■ Problem to work on ■
Select every line of the listing below that contains the word "brown", and copy each of those lines.

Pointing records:
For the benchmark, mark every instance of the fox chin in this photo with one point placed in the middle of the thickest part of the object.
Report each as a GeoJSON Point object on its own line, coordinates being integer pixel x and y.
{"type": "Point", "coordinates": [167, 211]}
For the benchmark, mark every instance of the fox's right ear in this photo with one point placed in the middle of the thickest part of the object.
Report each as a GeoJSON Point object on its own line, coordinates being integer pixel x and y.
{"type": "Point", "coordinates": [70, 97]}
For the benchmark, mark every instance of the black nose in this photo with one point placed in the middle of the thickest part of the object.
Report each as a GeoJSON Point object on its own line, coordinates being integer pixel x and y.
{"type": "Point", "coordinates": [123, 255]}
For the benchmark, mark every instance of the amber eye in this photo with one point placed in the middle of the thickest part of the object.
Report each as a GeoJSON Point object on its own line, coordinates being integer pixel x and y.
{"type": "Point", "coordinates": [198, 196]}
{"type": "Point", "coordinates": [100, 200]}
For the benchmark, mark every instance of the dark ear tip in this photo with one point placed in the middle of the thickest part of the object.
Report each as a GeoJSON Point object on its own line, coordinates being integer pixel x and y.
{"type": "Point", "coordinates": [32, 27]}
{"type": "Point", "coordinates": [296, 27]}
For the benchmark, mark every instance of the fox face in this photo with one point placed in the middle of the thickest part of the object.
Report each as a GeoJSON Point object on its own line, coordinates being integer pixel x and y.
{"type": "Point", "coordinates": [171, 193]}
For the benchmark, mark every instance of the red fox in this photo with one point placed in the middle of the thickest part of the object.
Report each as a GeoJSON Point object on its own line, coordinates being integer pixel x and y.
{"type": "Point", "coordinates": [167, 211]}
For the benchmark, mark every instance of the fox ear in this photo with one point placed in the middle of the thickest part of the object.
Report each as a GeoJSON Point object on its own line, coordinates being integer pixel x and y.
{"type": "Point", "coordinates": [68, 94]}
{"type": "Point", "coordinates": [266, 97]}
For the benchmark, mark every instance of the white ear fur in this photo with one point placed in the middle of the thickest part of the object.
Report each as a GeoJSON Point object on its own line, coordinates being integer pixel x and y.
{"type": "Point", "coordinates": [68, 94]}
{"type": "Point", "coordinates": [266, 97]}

==

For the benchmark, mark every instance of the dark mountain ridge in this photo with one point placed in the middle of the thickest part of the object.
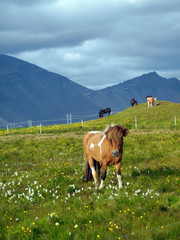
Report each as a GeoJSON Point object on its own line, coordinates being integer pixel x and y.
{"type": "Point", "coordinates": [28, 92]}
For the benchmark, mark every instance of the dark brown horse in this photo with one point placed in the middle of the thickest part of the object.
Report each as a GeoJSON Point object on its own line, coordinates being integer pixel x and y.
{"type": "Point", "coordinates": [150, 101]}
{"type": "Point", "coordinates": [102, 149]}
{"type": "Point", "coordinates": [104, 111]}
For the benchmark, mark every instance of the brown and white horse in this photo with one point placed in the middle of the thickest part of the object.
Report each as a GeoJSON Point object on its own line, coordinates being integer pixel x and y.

==

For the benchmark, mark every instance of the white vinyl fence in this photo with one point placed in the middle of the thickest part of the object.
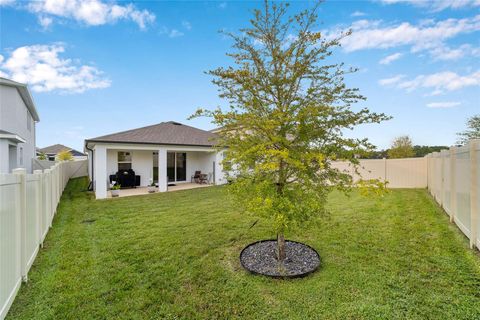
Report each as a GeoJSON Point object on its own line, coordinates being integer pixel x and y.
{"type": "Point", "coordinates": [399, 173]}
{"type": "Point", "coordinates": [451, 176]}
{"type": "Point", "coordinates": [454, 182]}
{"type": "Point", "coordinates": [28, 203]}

■ Solution ■
For the benchmark, mark every instance of the dark brown horse in this photo with one point placed in the middle of the thickest part of the object.
For the benchmark, mark every instance of the brown and white horse in this photo with one point placed in the middle of the thickest part of the object.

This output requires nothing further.